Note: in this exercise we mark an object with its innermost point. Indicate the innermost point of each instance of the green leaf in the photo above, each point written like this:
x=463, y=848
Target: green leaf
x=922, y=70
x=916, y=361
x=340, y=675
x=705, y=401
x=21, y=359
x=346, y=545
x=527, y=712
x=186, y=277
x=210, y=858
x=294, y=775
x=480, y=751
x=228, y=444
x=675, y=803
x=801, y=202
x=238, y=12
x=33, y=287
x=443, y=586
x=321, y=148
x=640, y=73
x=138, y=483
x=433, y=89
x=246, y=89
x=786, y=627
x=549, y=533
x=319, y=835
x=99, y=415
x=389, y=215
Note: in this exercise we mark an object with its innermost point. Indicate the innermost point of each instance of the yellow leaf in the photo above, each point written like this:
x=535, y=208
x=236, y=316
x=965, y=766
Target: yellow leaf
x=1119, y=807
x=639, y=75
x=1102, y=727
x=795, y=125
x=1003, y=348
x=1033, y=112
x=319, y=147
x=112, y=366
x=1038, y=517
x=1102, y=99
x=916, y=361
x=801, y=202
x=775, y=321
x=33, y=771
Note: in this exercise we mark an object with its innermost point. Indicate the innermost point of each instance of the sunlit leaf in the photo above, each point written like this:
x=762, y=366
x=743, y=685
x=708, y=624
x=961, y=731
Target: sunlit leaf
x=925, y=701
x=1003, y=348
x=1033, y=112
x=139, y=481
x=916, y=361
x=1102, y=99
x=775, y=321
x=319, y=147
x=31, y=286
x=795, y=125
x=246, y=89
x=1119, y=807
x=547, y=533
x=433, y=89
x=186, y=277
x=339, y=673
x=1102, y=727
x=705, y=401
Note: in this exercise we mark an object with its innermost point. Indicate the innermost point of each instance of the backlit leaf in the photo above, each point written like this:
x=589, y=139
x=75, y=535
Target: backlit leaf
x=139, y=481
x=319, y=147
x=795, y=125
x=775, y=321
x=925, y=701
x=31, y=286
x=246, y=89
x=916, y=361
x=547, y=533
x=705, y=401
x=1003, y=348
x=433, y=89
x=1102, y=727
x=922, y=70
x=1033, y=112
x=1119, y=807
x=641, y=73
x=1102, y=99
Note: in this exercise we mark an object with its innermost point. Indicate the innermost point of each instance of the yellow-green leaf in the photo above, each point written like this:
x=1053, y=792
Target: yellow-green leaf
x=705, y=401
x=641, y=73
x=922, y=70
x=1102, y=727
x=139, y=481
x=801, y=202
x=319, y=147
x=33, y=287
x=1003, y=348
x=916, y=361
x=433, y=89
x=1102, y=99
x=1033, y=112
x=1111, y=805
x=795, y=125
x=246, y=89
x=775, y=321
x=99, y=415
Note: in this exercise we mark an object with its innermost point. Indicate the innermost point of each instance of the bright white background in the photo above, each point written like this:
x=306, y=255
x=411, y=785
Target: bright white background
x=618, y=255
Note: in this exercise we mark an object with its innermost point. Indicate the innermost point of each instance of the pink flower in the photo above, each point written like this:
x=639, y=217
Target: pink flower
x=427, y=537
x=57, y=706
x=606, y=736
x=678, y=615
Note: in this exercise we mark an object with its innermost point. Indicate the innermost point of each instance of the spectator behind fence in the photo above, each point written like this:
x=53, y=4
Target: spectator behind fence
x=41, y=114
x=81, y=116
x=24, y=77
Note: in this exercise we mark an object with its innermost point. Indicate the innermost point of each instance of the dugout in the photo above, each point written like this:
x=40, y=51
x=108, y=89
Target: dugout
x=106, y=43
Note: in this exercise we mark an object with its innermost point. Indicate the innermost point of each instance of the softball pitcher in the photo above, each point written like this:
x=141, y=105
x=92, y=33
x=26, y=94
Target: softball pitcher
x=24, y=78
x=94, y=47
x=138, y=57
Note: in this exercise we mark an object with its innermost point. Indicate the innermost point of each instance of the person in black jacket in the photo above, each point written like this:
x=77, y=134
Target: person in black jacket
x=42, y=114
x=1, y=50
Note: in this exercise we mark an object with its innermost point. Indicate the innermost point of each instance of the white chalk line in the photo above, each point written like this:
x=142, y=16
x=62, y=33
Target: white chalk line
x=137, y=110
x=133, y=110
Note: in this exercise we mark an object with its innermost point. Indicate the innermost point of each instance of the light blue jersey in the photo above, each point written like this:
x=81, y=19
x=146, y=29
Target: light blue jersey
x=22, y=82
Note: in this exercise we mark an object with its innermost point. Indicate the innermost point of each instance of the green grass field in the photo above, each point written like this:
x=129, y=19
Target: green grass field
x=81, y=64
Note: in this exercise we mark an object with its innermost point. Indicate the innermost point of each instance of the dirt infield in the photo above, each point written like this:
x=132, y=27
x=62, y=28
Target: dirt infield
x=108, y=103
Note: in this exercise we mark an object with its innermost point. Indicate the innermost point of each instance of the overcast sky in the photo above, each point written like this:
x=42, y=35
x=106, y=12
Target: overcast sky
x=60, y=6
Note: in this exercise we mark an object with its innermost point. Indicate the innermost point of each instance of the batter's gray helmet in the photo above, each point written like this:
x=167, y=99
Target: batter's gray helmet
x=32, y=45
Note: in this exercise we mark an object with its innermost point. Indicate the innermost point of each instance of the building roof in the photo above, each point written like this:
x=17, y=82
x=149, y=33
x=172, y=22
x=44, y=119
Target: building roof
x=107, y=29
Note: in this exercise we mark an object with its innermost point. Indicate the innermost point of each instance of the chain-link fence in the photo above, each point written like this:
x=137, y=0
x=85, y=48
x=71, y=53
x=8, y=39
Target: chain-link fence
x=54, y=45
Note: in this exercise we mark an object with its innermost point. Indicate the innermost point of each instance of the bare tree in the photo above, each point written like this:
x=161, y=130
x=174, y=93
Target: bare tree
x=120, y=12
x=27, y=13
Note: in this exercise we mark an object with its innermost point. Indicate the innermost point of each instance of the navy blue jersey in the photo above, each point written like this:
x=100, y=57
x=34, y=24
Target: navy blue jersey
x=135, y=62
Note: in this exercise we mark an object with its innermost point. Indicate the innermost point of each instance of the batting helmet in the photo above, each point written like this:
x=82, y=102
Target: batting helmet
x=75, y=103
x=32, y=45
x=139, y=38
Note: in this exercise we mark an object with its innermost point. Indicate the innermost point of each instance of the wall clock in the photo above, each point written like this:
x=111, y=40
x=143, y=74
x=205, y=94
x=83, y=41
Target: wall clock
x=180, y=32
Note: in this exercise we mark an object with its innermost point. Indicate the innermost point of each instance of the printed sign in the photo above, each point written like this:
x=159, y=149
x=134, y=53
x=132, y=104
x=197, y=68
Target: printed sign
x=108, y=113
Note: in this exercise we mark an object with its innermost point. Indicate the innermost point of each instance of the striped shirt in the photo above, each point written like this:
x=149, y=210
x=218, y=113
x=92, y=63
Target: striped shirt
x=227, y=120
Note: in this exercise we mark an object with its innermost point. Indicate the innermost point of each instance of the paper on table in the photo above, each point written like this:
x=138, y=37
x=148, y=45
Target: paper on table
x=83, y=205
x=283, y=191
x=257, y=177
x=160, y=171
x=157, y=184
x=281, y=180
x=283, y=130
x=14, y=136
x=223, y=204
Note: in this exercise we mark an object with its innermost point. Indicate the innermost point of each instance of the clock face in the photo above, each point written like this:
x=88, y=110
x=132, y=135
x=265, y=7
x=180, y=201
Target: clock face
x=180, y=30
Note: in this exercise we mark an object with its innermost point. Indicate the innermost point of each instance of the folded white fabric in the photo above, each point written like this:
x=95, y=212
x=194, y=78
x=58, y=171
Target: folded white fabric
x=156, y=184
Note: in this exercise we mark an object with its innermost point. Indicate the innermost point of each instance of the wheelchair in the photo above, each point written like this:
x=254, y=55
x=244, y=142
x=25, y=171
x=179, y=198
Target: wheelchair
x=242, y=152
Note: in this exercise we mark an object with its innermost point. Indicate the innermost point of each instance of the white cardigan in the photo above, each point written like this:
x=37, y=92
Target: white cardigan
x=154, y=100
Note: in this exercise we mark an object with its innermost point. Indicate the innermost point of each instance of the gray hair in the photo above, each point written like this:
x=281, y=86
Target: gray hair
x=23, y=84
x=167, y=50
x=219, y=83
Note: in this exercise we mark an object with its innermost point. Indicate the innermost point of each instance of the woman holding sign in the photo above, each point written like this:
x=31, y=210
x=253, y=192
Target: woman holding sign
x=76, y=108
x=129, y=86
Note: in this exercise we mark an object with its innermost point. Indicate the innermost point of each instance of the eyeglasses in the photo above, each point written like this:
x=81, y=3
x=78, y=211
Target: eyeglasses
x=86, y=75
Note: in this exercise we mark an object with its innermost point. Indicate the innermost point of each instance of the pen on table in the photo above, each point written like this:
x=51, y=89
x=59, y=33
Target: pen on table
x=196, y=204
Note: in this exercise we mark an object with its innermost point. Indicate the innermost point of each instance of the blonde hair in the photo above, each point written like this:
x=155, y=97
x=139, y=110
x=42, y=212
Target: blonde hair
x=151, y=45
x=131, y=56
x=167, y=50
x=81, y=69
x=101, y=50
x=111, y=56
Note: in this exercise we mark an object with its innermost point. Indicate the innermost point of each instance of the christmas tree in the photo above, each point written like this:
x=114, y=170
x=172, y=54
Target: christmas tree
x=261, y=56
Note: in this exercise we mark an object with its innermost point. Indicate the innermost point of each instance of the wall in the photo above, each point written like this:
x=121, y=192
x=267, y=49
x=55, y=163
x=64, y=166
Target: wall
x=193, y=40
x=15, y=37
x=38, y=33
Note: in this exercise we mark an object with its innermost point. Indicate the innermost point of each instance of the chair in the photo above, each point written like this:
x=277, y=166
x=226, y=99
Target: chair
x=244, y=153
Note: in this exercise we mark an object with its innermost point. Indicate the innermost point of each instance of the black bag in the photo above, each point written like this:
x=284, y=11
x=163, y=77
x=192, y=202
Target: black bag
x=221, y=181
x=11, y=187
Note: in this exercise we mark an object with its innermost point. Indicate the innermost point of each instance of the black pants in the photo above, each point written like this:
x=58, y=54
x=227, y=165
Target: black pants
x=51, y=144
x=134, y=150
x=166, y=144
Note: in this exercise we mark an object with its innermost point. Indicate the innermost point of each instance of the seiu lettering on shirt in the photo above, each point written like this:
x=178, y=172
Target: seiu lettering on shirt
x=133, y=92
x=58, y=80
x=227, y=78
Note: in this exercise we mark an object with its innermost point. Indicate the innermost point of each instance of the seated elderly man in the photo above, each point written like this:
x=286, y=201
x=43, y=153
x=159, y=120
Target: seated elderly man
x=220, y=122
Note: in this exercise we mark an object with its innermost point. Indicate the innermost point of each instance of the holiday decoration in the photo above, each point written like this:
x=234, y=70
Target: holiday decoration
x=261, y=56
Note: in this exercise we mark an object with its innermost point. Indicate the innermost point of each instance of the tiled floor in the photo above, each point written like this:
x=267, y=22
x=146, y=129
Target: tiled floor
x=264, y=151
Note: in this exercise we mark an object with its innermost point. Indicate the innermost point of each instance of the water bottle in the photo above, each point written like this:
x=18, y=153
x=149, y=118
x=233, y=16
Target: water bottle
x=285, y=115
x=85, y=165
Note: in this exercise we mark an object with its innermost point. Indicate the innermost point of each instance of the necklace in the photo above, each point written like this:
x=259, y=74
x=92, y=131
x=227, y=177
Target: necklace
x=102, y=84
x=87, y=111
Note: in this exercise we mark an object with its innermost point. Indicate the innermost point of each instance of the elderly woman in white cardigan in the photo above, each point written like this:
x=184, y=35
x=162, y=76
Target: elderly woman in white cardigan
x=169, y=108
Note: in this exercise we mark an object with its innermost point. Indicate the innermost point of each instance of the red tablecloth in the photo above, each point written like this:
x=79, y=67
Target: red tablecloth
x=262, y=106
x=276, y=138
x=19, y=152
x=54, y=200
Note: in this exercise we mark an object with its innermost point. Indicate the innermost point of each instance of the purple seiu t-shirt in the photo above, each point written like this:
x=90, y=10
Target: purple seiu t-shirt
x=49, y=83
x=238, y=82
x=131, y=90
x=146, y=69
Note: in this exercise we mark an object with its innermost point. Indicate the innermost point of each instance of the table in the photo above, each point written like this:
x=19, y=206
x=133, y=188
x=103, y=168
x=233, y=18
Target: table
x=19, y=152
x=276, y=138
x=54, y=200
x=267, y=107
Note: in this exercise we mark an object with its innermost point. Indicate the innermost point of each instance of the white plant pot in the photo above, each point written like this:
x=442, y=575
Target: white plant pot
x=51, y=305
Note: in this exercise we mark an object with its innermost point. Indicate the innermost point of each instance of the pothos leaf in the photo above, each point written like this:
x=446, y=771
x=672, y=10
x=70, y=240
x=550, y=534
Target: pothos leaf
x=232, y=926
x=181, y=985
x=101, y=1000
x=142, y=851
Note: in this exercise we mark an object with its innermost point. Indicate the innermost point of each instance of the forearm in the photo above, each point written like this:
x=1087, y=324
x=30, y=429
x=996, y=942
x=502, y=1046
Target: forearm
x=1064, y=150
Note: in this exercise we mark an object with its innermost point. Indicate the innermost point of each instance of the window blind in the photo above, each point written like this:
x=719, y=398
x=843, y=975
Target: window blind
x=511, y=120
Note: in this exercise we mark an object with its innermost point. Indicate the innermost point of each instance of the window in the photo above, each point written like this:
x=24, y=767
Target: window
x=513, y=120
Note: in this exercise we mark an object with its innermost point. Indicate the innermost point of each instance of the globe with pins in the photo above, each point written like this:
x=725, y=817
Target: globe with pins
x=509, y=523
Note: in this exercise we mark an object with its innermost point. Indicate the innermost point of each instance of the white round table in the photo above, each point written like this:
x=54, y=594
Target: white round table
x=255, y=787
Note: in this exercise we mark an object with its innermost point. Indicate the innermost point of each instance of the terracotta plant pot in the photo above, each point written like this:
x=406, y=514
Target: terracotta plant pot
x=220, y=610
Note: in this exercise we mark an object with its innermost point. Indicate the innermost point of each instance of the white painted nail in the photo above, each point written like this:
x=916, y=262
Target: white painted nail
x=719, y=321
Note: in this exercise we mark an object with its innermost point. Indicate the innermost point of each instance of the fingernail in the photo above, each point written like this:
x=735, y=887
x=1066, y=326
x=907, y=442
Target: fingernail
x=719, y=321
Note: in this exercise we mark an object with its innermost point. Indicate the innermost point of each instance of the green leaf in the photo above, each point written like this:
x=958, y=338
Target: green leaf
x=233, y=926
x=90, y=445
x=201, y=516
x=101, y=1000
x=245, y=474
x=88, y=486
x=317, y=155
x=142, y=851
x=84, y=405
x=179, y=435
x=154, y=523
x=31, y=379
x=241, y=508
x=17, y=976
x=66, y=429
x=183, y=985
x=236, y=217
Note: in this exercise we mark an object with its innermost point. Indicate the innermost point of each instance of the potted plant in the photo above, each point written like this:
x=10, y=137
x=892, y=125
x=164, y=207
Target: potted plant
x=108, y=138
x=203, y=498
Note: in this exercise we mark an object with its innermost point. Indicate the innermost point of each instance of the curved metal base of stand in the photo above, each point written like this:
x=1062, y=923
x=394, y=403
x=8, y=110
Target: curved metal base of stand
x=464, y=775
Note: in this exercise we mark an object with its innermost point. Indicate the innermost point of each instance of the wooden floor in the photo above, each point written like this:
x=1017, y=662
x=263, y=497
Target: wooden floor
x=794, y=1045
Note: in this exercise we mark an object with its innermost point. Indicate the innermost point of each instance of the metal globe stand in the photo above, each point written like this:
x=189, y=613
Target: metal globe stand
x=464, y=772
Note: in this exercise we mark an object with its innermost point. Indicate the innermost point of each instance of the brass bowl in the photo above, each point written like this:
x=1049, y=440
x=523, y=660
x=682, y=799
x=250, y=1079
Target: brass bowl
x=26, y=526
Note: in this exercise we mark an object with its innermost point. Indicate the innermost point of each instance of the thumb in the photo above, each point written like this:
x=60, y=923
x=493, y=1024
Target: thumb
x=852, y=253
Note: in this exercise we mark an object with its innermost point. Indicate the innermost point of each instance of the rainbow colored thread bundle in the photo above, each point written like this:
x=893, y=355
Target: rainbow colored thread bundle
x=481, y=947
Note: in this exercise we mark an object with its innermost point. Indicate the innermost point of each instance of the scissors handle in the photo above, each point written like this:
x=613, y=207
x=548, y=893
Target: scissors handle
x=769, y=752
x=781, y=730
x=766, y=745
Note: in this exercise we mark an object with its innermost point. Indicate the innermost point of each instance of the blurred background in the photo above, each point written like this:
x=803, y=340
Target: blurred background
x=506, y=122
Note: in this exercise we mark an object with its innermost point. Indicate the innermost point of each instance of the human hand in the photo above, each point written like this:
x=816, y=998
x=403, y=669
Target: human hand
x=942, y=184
--------------------
■ **Problem statement**: Output as a Markdown table the lines of the items above between the line containing "of the bright" and the line containing "x=678, y=615", inclusive, with a Row column for the row number and a Line column for the line. Leave out any blank lines.

■ **Output for this exercise**:
| Row | Line |
|---|---|
| 1 | Note: in this exercise we mark an object with its innermost point. Indicate the innermost point of each instance of the bright white background in the photo above, each point written like this: |
| 2 | x=306, y=255 |
| 3 | x=411, y=785 |
| 4 | Target: bright white background |
| 5 | x=618, y=255 |
| 6 | Note: in this exercise we mark an object with its innermost point. Indicate the innermost point of each instance of the pink flower in the photo above, each point written like this: |
| 7 | x=639, y=217 |
| 8 | Target: pink flower |
| 9 | x=427, y=537 |
| 10 | x=57, y=706 |
| 11 | x=606, y=736 |
| 12 | x=678, y=615 |